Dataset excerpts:
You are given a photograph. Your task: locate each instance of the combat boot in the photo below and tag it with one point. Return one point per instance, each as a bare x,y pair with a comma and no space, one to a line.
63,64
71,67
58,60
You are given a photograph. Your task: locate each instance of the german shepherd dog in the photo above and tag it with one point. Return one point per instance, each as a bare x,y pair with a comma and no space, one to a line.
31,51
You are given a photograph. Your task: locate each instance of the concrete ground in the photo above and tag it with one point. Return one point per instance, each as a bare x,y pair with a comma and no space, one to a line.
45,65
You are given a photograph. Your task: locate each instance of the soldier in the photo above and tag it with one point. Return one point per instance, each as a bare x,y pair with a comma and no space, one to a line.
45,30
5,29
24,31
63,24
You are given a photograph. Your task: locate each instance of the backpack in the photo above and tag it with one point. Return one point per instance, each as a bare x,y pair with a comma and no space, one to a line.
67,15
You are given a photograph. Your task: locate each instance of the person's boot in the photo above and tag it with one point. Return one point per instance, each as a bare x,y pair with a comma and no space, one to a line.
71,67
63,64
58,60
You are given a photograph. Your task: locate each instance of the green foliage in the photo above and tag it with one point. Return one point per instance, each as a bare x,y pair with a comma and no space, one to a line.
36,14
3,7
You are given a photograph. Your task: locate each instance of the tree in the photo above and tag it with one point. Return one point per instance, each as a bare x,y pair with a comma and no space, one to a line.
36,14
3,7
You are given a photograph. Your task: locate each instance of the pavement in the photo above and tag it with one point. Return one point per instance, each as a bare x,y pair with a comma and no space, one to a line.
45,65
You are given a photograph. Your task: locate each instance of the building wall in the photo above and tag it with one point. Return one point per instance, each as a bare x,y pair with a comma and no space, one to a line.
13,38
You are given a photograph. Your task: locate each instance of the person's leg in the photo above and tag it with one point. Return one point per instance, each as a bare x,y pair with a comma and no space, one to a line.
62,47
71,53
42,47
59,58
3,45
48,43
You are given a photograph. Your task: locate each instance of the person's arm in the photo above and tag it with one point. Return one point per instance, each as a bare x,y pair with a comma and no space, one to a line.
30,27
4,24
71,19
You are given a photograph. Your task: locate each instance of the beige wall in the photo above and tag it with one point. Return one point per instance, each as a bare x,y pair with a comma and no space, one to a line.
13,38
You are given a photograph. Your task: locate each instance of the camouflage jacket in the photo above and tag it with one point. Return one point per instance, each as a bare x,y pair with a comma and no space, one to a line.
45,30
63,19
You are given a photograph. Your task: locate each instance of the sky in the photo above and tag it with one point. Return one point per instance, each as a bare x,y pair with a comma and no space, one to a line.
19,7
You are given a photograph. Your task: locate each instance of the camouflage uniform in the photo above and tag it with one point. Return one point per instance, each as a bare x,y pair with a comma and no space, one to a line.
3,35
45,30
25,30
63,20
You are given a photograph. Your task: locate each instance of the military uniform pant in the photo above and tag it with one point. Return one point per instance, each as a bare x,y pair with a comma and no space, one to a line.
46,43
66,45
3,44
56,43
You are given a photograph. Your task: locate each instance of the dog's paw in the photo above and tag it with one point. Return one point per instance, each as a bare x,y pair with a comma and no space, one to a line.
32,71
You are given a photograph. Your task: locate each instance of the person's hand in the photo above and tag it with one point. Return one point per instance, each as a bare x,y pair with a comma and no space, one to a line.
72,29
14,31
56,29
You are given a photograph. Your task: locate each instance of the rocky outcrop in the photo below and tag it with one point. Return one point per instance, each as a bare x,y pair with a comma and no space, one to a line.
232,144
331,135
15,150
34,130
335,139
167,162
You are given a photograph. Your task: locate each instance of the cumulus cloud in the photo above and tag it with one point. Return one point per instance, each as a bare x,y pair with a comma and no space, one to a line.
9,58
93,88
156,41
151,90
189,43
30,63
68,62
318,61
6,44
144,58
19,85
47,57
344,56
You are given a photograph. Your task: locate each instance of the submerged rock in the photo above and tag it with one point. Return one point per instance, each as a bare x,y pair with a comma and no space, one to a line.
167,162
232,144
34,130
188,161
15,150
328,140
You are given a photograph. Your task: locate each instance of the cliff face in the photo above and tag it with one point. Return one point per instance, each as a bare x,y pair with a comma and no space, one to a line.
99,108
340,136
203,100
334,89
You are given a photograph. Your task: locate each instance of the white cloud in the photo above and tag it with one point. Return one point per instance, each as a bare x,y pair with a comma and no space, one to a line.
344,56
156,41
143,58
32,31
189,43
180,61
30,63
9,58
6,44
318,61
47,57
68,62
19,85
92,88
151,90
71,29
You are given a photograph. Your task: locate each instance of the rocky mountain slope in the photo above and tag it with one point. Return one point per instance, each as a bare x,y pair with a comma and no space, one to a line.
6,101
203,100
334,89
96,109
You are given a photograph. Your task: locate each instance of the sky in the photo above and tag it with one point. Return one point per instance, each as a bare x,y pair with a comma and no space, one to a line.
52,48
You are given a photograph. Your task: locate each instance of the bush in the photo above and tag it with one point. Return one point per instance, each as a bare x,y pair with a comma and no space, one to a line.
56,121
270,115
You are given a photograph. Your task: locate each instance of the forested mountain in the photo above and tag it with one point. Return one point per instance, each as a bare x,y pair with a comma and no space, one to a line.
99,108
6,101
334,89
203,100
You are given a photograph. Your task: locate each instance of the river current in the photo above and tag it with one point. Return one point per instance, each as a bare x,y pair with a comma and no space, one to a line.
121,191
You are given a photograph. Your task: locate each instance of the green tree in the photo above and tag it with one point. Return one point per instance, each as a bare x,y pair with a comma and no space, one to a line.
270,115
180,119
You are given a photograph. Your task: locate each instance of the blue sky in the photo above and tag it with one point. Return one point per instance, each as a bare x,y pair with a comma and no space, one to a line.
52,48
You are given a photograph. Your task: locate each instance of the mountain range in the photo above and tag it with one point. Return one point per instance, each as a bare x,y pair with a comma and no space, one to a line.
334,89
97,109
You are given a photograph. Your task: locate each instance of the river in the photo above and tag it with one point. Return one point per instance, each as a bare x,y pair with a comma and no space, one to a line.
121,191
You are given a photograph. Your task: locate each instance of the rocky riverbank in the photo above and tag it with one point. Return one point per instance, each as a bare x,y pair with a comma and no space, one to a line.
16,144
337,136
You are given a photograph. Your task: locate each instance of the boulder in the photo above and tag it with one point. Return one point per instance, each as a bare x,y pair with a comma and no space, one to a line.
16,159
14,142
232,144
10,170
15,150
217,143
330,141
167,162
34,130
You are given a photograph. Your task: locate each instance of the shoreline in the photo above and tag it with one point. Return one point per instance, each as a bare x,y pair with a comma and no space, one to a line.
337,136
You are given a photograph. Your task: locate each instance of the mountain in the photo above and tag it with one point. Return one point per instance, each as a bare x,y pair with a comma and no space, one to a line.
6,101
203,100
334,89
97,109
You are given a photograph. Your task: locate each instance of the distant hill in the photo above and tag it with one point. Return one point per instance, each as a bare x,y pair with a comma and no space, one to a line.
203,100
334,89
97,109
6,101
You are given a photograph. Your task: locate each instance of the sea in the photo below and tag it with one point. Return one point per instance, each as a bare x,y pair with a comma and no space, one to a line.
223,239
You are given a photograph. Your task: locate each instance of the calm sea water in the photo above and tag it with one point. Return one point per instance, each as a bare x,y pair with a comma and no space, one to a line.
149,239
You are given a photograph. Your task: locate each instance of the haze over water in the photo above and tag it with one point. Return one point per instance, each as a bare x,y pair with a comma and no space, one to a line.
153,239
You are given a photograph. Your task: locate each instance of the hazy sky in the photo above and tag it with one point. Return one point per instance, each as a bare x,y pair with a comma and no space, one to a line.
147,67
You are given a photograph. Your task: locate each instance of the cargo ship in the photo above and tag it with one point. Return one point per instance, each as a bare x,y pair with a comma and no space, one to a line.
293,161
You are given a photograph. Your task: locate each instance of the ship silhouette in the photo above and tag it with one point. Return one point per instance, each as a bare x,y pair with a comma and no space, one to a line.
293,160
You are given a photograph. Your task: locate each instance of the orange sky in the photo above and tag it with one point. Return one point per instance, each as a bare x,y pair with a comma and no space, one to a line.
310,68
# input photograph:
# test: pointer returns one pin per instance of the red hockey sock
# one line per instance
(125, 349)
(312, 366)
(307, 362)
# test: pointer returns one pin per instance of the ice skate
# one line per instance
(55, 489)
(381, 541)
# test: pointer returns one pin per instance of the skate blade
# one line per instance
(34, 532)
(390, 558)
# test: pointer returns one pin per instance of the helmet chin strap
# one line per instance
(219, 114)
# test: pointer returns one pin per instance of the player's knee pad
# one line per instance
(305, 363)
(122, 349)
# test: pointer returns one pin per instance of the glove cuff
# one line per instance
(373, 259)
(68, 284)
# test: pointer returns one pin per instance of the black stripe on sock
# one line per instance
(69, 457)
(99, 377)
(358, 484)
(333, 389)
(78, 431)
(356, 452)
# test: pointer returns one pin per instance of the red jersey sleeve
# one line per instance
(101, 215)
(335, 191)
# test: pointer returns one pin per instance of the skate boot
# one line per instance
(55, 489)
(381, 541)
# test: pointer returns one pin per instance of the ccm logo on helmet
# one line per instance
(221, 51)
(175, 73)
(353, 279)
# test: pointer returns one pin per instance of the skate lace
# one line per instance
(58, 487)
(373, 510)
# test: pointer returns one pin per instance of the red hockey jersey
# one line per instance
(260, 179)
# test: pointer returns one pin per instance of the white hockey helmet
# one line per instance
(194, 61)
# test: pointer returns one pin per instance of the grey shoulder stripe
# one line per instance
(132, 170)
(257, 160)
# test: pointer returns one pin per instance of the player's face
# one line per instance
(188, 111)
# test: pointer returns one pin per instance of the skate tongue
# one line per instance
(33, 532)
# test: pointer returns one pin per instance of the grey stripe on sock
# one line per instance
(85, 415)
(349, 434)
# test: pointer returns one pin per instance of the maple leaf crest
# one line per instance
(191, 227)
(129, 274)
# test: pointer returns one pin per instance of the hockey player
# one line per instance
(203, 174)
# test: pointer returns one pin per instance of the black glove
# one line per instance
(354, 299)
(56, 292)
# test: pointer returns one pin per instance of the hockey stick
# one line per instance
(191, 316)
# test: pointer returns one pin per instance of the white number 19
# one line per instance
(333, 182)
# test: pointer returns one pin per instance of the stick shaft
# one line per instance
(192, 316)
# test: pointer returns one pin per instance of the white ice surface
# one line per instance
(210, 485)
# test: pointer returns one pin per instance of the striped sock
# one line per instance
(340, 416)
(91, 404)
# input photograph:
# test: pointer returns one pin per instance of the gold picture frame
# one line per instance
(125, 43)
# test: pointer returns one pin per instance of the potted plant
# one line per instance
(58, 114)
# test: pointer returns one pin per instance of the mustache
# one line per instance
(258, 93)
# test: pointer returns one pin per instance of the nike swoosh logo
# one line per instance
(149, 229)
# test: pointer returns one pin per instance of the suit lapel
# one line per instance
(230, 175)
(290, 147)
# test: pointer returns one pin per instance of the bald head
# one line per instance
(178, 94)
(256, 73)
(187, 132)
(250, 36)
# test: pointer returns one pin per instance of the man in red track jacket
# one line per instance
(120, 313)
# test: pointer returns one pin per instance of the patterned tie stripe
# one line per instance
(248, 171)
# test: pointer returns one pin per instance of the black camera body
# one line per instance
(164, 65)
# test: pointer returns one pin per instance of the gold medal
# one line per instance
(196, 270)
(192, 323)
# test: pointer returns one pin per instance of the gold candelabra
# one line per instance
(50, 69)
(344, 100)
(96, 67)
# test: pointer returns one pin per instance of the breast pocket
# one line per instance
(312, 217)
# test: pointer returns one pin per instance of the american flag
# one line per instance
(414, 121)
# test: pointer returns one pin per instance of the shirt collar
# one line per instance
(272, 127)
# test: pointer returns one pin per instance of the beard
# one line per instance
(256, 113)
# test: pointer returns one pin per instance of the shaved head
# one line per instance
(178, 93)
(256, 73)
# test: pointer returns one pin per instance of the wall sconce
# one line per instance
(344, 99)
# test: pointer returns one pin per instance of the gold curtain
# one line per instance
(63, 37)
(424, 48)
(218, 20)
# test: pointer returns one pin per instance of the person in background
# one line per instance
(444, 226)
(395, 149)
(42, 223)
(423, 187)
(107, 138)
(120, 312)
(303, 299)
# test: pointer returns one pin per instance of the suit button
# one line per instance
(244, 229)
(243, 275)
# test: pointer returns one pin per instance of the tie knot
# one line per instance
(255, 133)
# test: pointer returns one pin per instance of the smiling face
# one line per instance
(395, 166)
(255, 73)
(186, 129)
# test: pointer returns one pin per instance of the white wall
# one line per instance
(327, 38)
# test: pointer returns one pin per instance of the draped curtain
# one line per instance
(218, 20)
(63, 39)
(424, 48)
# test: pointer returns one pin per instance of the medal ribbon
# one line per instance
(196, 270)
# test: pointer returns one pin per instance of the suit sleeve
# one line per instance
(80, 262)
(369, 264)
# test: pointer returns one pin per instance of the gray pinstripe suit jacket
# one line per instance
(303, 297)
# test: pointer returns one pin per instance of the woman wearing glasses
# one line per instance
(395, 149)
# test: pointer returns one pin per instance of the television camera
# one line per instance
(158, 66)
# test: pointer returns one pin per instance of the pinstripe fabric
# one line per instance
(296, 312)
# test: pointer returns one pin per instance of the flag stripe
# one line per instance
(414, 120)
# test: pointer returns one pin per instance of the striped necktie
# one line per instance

» **YOUR GOAL**:
Wherever the string "medal" shows up in a line above, tally that line, and answer with the final number alone.

» **WORKED SOLUTION**:
2